**WRITTEN PROBLEM A:**
Filter the listing below for every line containing the string "ceiling", treating uppercase and lowercase letters as different.

───── SOURCE PASSAGE

A major obstacle to linking glacial behavior to global warming is
that
mountain glaciers, the types of glaciers found in places like
Switzerland
and the United States, are especially difficult to understand due
to the
complex topography of mountain areas. Furthermore, Global Climate
Circulation Models (GCMs) used by global warming theory
proponents to
forecast future climate, including the climate's effect on
glaciers, have
been notoriously inaccurate. NASA scientist James Hansen, the man
who helped
ignite the global warming debate in the United States in the late
1980s,
admitted last year that it was impossible to come up with
reliable climate
models because there is too much about the climate that
scientists don't
understand.2
Those same inaccurate GCMs have been even less reliable when it
comes to
assessing the impact of warming on mountain glaciers. According
to Professor
Martin Beniston of the Institute of Geography at the University
of Fribourg,
Switzerland, "Numerous climatological details of mountains
are overlooked by
the climate models." This makes it difficult to predict the
consequences of
global warming on glaciers. Beniston says it is "difficult
to estimate the
exact response of glaciers to global warming, because glacier
dynamics are
influenced by numerous factors other than climate, even though
temperature
and cloudiness may be the dominant controlling factors. According
to the
size, exposure and altitude of glaciers, different response times
can be
expected for the same climatic forcing."
That may explain why there are several Swiss glaciers that are
advancing
even though Switzerland has experienced a decade of mild winters,
warmer
summers and less rainfall.3
Other scientists agree that it is unwise to look to glaciers for
evidence of
global warming. Keith Echelmeyer, a glaciologist at the
University of
Alaska's Geophysical Institute, says, "To make a case that
glaciers are
retreating, and that the problem is global warming, is very hard
to do...
The physics are very complex. There is much more involved than
just the
climate response." Echelmeyer points out that in Alaska
there are large
glaciers advancing in the very same areas where others are
retreating.4
Dr. Richard Alley of Pennsylvania State University agrees that
the response
of glaciers to global temperatures can be difficult to predict.
"Glaciers do
odd things sometimes," observes Alley. "They flow fast,
then slow down...
You could anthropomorphize [apply human characteristics to] them
and say
they have a mind of their own."
Vice President Al Gore would have done well to remember this
point before he
held a major press conference in 1997 announcing that the
century-long
retreat of the Grinnel Glacier in Montana's Glacier National Park
was caused
by global warming.

──────────
───── EXERCISE DATA

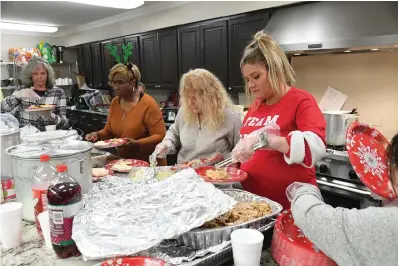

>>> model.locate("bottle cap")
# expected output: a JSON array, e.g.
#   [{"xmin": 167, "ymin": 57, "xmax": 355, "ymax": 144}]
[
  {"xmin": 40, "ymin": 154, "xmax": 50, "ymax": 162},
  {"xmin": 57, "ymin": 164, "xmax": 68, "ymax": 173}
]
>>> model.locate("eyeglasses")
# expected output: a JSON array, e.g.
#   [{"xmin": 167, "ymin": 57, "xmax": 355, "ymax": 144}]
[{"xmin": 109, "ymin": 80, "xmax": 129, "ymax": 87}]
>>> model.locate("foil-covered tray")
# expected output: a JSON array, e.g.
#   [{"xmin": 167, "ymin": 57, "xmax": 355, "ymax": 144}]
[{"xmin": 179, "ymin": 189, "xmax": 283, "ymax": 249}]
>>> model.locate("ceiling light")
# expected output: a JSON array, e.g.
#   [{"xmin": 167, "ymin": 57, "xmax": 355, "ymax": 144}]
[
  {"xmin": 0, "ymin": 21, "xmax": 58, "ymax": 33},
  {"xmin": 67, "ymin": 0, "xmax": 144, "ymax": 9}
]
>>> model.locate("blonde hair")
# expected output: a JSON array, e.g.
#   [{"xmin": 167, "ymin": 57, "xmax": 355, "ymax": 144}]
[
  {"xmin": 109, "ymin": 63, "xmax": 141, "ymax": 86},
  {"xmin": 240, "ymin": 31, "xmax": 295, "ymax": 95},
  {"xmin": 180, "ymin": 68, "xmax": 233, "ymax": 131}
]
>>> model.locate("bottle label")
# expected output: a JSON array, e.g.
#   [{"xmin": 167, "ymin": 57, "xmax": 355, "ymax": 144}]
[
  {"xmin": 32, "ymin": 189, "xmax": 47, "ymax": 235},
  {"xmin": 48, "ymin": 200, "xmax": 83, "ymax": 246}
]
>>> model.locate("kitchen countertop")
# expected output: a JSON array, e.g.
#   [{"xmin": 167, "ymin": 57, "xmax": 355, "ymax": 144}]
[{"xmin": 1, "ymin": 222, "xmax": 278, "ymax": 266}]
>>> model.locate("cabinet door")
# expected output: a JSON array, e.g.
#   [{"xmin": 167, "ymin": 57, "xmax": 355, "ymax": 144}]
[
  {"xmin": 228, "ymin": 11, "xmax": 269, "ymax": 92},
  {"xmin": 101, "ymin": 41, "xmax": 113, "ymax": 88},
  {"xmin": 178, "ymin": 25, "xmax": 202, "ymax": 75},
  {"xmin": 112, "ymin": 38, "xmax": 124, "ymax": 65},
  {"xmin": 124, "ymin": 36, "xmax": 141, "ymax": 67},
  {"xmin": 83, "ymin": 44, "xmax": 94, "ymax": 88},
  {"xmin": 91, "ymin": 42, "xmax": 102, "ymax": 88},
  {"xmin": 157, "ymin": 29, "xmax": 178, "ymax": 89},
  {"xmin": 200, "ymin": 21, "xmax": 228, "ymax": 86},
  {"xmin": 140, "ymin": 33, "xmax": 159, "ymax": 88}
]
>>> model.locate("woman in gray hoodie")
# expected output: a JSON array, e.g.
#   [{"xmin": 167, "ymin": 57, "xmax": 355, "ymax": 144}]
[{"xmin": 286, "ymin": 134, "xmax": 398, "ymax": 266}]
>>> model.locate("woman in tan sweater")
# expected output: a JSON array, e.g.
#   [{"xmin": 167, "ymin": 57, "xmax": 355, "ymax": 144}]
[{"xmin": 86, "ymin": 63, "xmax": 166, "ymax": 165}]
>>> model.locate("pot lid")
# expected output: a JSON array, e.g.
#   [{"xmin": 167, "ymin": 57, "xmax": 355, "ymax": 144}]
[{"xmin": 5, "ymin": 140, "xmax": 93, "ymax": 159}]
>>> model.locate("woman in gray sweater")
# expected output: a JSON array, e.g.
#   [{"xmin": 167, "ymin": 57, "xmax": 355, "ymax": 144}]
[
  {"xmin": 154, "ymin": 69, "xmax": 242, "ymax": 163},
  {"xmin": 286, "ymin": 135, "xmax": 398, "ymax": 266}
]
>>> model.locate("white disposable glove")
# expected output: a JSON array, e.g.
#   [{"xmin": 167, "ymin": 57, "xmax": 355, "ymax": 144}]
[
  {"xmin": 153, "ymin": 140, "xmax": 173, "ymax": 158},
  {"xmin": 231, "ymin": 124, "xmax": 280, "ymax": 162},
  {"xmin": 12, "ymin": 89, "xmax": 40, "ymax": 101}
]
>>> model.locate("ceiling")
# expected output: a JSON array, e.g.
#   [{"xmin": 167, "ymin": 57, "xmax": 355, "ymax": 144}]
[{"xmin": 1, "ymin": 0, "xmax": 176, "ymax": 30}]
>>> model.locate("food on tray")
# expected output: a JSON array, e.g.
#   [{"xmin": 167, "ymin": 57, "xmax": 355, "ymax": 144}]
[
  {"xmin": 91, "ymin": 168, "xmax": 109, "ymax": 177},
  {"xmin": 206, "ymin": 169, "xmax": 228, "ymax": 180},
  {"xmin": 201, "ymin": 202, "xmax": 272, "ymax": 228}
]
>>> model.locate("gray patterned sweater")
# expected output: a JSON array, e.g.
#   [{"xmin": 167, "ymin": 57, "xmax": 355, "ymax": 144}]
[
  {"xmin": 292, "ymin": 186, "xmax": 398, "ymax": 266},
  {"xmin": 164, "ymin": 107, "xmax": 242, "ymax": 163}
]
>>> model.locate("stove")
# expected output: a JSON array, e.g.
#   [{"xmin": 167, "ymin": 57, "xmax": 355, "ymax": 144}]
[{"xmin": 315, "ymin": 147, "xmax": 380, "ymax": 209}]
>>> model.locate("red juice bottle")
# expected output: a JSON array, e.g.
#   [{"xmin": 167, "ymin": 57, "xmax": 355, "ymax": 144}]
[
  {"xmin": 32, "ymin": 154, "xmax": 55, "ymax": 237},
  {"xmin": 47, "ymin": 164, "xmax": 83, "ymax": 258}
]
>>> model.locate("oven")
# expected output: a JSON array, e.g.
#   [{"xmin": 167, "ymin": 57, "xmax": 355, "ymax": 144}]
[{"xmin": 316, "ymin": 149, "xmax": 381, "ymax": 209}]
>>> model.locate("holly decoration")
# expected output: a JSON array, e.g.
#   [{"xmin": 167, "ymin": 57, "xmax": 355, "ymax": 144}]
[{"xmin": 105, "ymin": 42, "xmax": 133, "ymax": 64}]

──────────

**WRITTEN PROBLEM B:**
According to the glacier passage, what did Al Gore announce at his 1997 press conference?

**WORKED SOLUTION A:**
>>> model.locate("ceiling light")
>>> model.locate("ceiling")

**WORKED SOLUTION B:**
He announced that global warming caused the century-long retreat of the Grinnel Glacier in Montana's Glacier National Park.